Troubled Flyi Is In Play? Load Factor Inches Up

Just as Independence Air [FLYI] cuts 150 daily flights from its future schedule, one Wall Street analyst is now recommending the stock.

Ray Neidl, an airline analyst with Calyon Securities, believes the financially troubled, low-fare regional airline may soon be in play. In an advisory opinion, he suggests that investors add the Flyi stock to their portfolios. Neidl said that Mesa Air Group [MESA] or Republic Airways [RJET] may be among the possible suitors.

A deal may only come about if the suitor has an immediate need for Flyi's 87 Bombardier [BBD] CRJ 200s. While either Mesa or Republic may secure an additional flying contract with United Airlines [UALAQ] as a result of the Dec. 10 bidding opportunity to displace Air Wisconsin in the United Express family, Neidl doubts that Flyi will secure the contract on its own. Flyi did submit a bid to rejoin the United family.

In a sale, Neidl said, Flyi may hold onto Independence as an Airbus-only carrier.

Flyi has previously said that it may file for bankruptcy if it cannot strike a deal with the lease holders of its CRJ 200 fleet. It faces a $83 million lease payment this month. The carrier refuses to say just when in January the payment is due.

In his advisory, Neidl suggested that the Flyi stock would be a good buy at $2 per share.

On Jan. 6, the stock price went up 3 cents, or 1.75 percent, closing at $1.74 a share with 1.97 million shares traded hands. Flyi delivered its own news which may have damped the stock. In December, Independence had a 54.7 percent load factor - a 2.7 percent improvement over November. December marked the first full month of the much anticipated Airbus operations to Florida resorts. In December, Independence carried 1,229 more passengers than it did in November.

Flyi also announced in a U.S. Securities and Exchange Commission disclosure that director William Rice resigned from the board. Rice, the founding CEO of Airbus Finance Co., resigned to avoid the appearance of conflict as the carrier negotiates with its lenders and aircraft manufacturers.

Independence will be cutting its 560 daily flights on Jan. 31 to 410; however, the number will pick up in mid-February with the addition of the third and fourth Airbus 319s on new Florida routes. As part of the route restructuring, Independence is cutting back on flights to Boston, Cleveland, Columbus, Indianapolis, New York, Newark, Orlando and Pittsburgh. It will also end the RJ flights to Florida from Charleston, S.C., Huntsville, Ala., and Greenville, S.C., that avoided the Washington Dulles hub.

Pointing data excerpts
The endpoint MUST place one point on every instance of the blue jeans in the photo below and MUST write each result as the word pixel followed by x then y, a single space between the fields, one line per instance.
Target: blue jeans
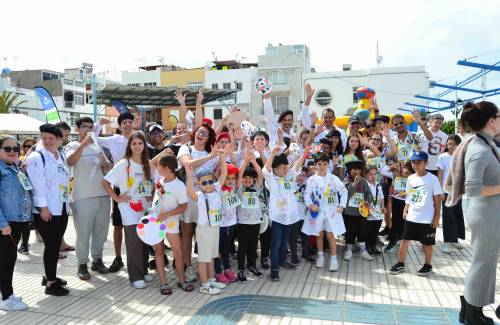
pixel 279 240
pixel 225 238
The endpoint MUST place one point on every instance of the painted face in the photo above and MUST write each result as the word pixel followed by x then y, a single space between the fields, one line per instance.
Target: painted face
pixel 248 181
pixel 9 151
pixel 137 146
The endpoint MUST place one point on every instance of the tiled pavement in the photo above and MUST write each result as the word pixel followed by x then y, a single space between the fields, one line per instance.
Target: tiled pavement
pixel 360 293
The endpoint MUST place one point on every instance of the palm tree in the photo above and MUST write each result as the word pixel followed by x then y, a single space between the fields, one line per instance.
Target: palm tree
pixel 8 102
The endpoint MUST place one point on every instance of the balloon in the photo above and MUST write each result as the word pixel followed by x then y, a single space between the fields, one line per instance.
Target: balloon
pixel 263 86
pixel 151 231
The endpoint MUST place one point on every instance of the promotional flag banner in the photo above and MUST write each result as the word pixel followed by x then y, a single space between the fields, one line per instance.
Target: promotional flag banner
pixel 48 105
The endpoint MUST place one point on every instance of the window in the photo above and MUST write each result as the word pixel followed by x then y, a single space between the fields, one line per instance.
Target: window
pixel 73 117
pixel 78 98
pixel 217 113
pixel 194 85
pixel 354 97
pixel 281 104
pixel 323 98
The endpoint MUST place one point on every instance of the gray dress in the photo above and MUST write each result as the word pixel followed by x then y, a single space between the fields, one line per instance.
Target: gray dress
pixel 482 214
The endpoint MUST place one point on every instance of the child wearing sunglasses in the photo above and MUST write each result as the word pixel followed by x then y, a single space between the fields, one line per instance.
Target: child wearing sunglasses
pixel 209 202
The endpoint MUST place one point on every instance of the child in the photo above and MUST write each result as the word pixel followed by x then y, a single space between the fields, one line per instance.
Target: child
pixel 453 217
pixel 280 180
pixel 133 176
pixel 326 198
pixel 296 228
pixel 377 210
pixel 230 202
pixel 169 202
pixel 209 202
pixel 249 186
pixel 355 223
pixel 421 212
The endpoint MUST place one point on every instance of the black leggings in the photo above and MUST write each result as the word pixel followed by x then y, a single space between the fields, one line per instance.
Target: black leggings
pixel 52 233
pixel 8 256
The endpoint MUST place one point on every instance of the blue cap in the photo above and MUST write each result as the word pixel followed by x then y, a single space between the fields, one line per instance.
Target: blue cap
pixel 419 155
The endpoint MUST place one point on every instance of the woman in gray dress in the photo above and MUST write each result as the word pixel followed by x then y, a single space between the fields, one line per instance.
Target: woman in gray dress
pixel 482 186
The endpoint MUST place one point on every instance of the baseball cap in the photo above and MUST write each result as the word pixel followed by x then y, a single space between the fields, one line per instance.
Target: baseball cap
pixel 419 156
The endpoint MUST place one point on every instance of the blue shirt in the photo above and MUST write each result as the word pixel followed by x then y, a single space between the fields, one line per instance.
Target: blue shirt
pixel 15 203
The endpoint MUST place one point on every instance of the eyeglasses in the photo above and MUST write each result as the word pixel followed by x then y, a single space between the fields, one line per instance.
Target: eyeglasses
pixel 9 149
pixel 209 182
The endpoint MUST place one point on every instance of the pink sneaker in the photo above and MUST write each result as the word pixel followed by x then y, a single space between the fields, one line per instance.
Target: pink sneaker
pixel 230 275
pixel 222 278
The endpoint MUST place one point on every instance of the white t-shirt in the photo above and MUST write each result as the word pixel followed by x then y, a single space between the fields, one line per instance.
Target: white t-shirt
pixel 444 163
pixel 420 196
pixel 135 185
pixel 282 201
pixel 87 172
pixel 214 204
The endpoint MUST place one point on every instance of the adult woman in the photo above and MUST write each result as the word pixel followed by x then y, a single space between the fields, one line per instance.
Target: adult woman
pixel 198 156
pixel 482 186
pixel 49 175
pixel 15 215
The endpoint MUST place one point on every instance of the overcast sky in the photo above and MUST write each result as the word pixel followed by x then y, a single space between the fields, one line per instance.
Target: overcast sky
pixel 125 34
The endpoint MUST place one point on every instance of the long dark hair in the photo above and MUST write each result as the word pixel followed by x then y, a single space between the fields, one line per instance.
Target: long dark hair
pixel 144 156
pixel 211 136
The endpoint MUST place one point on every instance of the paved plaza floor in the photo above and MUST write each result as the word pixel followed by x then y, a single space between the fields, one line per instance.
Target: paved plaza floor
pixel 361 292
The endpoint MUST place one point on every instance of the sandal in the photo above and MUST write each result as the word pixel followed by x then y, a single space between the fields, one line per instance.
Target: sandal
pixel 186 286
pixel 165 289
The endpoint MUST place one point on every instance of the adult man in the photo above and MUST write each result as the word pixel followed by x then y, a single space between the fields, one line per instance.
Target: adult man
pixel 91 204
pixel 436 145
pixel 117 144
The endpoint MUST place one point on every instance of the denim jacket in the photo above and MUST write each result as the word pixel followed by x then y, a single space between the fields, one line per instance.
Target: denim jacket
pixel 15 203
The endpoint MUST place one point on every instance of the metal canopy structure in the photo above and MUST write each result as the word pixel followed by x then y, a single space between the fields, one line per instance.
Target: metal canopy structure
pixel 156 96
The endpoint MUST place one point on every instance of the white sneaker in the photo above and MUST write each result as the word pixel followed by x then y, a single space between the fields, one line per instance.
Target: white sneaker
pixel 216 284
pixel 365 255
pixel 347 254
pixel 334 264
pixel 139 284
pixel 13 303
pixel 209 290
pixel 445 248
pixel 320 261
pixel 190 274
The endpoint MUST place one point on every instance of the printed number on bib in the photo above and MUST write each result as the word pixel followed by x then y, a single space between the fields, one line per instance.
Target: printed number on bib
pixel 356 200
pixel 400 184
pixel 285 186
pixel 417 197
pixel 25 182
pixel 232 200
pixel 144 189
pixel 250 200
pixel 214 217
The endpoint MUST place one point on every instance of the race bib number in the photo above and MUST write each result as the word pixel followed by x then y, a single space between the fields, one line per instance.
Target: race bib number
pixel 144 189
pixel 417 197
pixel 355 200
pixel 250 200
pixel 285 186
pixel 63 193
pixel 214 217
pixel 25 182
pixel 232 200
pixel 400 184
pixel 299 196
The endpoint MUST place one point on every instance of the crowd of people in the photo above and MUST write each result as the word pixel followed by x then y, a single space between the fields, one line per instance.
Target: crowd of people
pixel 230 191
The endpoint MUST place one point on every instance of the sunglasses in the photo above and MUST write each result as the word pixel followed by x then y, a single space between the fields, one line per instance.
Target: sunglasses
pixel 9 149
pixel 209 182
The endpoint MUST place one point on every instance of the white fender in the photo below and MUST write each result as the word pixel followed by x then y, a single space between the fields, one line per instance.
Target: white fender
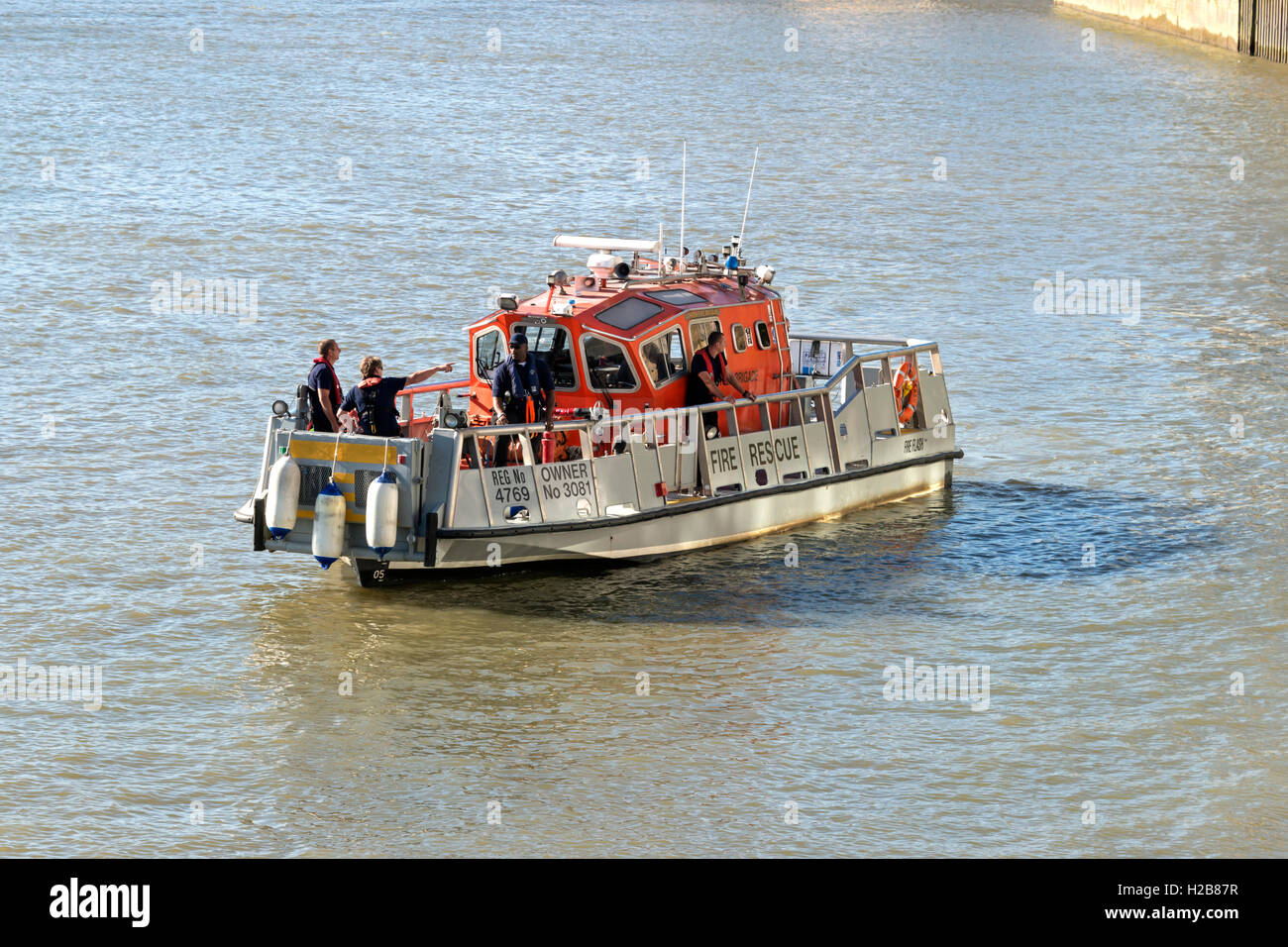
pixel 382 513
pixel 329 525
pixel 283 496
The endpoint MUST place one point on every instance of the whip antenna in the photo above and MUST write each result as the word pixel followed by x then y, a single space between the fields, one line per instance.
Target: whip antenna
pixel 684 172
pixel 742 234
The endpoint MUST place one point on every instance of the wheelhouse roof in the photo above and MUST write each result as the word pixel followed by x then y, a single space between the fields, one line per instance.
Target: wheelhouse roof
pixel 709 291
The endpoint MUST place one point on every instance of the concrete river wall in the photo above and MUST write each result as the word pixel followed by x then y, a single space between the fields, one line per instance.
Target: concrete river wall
pixel 1256 27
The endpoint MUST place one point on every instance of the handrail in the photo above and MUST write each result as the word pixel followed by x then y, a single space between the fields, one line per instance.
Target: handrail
pixel 436 386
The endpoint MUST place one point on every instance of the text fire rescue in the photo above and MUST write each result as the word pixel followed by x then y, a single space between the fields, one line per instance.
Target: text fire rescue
pixel 759 454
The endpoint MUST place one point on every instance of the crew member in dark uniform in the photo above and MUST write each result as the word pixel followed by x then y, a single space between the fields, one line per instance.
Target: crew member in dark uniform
pixel 523 392
pixel 325 394
pixel 709 369
pixel 375 397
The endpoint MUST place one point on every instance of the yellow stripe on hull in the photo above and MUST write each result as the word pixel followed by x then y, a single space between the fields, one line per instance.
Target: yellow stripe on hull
pixel 349 515
pixel 349 453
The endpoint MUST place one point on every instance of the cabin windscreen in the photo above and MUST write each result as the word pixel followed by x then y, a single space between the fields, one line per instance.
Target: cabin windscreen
pixel 606 364
pixel 664 357
pixel 548 343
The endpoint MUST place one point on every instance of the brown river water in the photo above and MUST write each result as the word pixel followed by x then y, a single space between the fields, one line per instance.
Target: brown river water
pixel 1112 549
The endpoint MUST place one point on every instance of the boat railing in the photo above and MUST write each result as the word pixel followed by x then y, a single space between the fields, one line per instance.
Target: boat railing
pixel 639 459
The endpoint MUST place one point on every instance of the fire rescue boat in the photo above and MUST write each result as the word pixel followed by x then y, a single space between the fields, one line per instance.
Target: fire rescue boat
pixel 629 472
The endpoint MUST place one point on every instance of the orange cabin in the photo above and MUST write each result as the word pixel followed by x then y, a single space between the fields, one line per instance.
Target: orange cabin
pixel 627 344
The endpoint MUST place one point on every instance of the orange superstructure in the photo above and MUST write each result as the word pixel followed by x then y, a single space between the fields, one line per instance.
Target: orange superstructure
pixel 626 342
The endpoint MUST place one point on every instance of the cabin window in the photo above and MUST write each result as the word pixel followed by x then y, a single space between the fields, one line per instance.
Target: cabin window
pixel 629 313
pixel 606 365
pixel 664 357
pixel 699 330
pixel 739 335
pixel 681 298
pixel 489 351
pixel 550 344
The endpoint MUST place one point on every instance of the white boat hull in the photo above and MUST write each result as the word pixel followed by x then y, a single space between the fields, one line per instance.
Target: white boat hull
pixel 678 527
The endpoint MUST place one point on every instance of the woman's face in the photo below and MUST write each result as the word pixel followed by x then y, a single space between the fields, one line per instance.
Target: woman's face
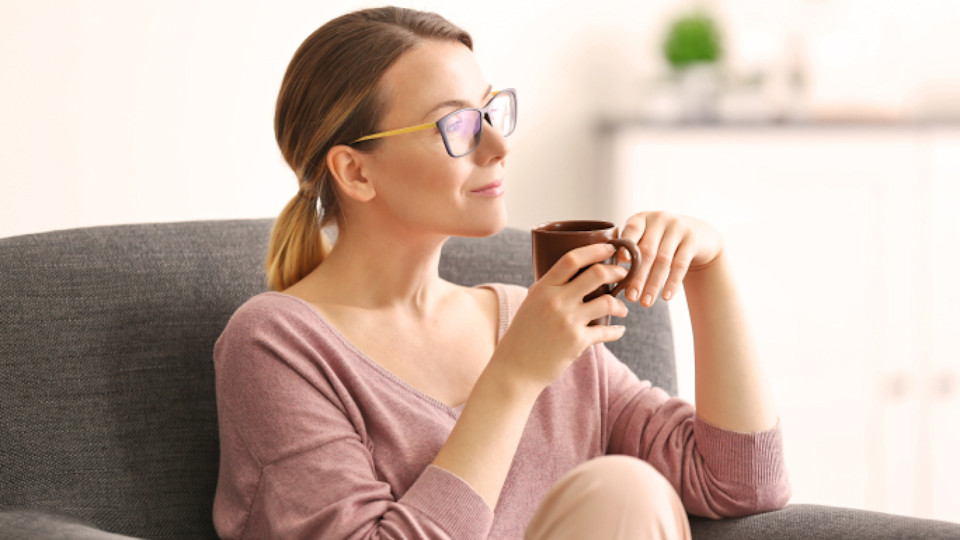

#### EXERCISES:
1/ Repeat the part of the Flyi article starting at "Just as Independence" and ending at "the United family.".
2/ For each statement, tell whether the Flyi article agrees with it, answering yes or no and quoting the words from the article that settle it: (a) Flyi has 87 Bombardier CRJ 200s. (b) Neidl expects Flyi to win the United contract on its own. (c) On Jan. 6, the stock closed at $2 a share.

#### SOLUTIONS TO THE PROBLEMS:
1/
Just as Independence Air [FLYI] cuts 150 daily flights from its future schedule, one Wall Street analyst is now recommending the stock.

Ray Neidl, an airline analyst with Calyon Securities, believes the financially troubled, low-fare regional airline may soon be in play. In an advisory opinion, he suggests that investors add the Flyi stock to their portfolios. Neidl said that Mesa Air Group [MESA] or Republic Airways [RJET] may be among the possible suitors.

A deal may only come about if the suitor has an immediate need for Flyi's 87 Bombardier [BBD] CRJ 200s. While either Mesa or Republic may secure an additional flying contract with United Airlines [UALAQ] as a result of the Dec. 10 bidding opportunity to displace Air Wisconsin in the United Express family, Neidl doubts that Flyi will secure the contract on its own. Flyi did submit a bid to rejoin the United family.

2/
(a) Yes: "Flyi's 87 Bombardier [BBD] CRJ 200s"
(b) No: "Neidl doubts that Flyi will secure the contract on its own"
(c) No: "closing at $1.74 a share"